**KUTIPAN TEKS**.
1. Pembangunan Pembangkit Listrik Hibrida oleh HDF Energy
Perusahaan HDF Energy asal Prancis menggagas investasi untuk pengembangan proyek percontohan pembangkit listrik berbasis energi terbarukan dan hidrogen. Proyek ini mengusung konsep Renewable Power Plant, yang ditujukan sebagai alternatif untuk mengatasi ketidakstabilan pasokan listrik akibat keterbatasan sumber energi terbarukan.
Proyek ini menggabungkan pembangkit listrik terbarukan dengan penyimpanan hidrogen jangka panjang, termasuk elektroliser, tangki hidrogen, sel bahan bakar, serta baterai lithium-ion yang responsif. Tujuannya adalah agar produksi listrik menjadi lebih stabil dan dapat diandalkan.
2. Produksi Hidrogen Hijau dari Pembangkit Listrik Panas Bumi oleh PGE Pertamina
PT Pertamina Geothermal Energy (PGE) mengembangkan produksi hidrogen hijau dari Pembangkit Listrik Tenaga Panas Bumi (PLTP) Ulubelu di Lampung. Proyek ini saat ini berada dalam tahap finalisasi izin lingkungan.
Produksi hidrogen mencapai sekitar 100 kg H? per hari, dan permintaan utama berasal dari unit polipropilena di Kilang RU Plaju serta industri petrokimia lokal. PLTP Ulubelu memiliki kapasitas terpasang sebesar 220 MW, yang memasok sekitar 21% jaringan listrik di wilayah tersebut. Ke depan, proyek ini direncanakan untuk ditingkatkan hingga kapasitas 1 GW.

Data yang diambil dari sebuah koleksi:
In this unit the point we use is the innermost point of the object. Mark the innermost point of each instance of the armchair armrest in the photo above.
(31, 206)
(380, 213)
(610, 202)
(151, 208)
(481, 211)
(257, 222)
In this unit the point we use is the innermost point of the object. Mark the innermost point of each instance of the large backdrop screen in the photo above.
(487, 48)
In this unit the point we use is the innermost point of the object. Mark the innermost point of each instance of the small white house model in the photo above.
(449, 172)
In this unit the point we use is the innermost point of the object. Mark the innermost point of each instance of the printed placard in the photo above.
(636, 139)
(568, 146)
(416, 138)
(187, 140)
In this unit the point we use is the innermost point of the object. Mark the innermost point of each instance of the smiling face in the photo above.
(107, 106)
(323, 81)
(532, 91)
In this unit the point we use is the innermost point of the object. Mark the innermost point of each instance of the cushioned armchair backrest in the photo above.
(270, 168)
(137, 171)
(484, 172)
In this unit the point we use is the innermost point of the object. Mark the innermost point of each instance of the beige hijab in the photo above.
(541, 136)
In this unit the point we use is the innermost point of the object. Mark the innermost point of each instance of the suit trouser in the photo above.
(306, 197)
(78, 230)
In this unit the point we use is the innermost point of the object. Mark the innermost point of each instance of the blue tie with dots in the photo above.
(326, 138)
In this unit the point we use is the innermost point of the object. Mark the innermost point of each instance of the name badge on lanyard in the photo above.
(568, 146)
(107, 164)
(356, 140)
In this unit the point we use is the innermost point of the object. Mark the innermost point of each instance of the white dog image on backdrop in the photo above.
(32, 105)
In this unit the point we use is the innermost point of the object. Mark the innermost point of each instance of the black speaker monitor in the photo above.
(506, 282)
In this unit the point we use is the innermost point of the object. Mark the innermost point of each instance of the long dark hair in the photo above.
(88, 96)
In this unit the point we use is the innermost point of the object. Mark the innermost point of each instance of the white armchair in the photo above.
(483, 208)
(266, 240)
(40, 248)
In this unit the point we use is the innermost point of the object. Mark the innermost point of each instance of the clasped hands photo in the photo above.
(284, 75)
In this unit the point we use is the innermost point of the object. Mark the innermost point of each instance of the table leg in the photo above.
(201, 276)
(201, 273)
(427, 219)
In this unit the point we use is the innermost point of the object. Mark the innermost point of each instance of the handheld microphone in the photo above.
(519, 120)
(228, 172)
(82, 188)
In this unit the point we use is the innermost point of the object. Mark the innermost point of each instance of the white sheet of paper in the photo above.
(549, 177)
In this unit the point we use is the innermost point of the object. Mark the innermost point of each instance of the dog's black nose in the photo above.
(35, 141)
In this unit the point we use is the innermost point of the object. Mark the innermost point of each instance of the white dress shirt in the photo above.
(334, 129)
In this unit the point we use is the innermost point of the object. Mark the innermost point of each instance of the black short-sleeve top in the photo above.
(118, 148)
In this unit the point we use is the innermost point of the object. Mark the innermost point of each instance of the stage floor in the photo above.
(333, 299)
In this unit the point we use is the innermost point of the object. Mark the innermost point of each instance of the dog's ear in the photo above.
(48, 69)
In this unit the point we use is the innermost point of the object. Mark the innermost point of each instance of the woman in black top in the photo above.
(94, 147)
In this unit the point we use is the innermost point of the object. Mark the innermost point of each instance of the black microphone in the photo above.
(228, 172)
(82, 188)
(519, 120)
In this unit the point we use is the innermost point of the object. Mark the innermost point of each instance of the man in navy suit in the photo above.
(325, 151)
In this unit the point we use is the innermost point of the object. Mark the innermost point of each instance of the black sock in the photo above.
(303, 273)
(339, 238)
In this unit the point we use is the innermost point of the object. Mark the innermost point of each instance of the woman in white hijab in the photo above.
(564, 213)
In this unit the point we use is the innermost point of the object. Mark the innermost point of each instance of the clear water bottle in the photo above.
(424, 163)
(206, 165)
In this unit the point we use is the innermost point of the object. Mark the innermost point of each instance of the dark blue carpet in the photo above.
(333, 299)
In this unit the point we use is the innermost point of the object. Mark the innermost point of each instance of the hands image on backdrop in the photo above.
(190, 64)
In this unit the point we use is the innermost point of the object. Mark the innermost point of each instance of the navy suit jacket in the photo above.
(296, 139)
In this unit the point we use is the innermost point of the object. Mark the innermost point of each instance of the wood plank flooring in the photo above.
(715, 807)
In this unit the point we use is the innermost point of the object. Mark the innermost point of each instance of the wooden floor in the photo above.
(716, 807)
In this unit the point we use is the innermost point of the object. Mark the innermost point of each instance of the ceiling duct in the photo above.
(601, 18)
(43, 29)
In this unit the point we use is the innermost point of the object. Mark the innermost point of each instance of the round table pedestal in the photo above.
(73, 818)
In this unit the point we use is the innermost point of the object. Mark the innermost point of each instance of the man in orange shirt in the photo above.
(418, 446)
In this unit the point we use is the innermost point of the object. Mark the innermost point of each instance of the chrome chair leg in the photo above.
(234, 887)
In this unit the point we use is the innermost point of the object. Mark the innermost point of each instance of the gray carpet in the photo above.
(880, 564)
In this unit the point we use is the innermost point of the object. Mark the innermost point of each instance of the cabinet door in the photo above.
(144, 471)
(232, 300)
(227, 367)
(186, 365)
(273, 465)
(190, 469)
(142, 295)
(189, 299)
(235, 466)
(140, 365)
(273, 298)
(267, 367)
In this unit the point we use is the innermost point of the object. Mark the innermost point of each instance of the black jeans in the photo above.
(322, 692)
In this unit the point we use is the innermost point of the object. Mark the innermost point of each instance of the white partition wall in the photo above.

**TUGAS PENGERJAAN**. Lanjutkan teks tentang proyek pembangkit listrik dan hidrogen setelah kalimat terakhirnya.

**JAWABAN BERIKUT**.
3. Ekosistem Mobilitas Hidrogen di Jawa Barat
Kerja sama antara Hyundai, GGGI, Pertamina, Kementerian ESDM, dan Bappenas menghasilkan tiga proyek pengembangan ekosistem hidrogen di Jawa Barat:
- Proyek 1: Penelitian dan pengembangan mobilitas hidrogen dalam bentuk kerja sama B2B antara Hyundai dan Pertamina, dengan masa proyek hingga 2029.
- Proyek 2: Inisiatif tanggung jawab sosial perusahaan oleh Hyundai dan Pemerintah Jawa Barat untuk produksi biogas di Tempat Pembuangan Akhir Sarimukti, berlangsung hingga 2027.
- Proyek 3: Proyek bantuan pembangunan resmi (ODA) untuk pengembangan biomethane dan kendaraan berbasis hidrogen, juga dijadwalkan selesai pada 2029.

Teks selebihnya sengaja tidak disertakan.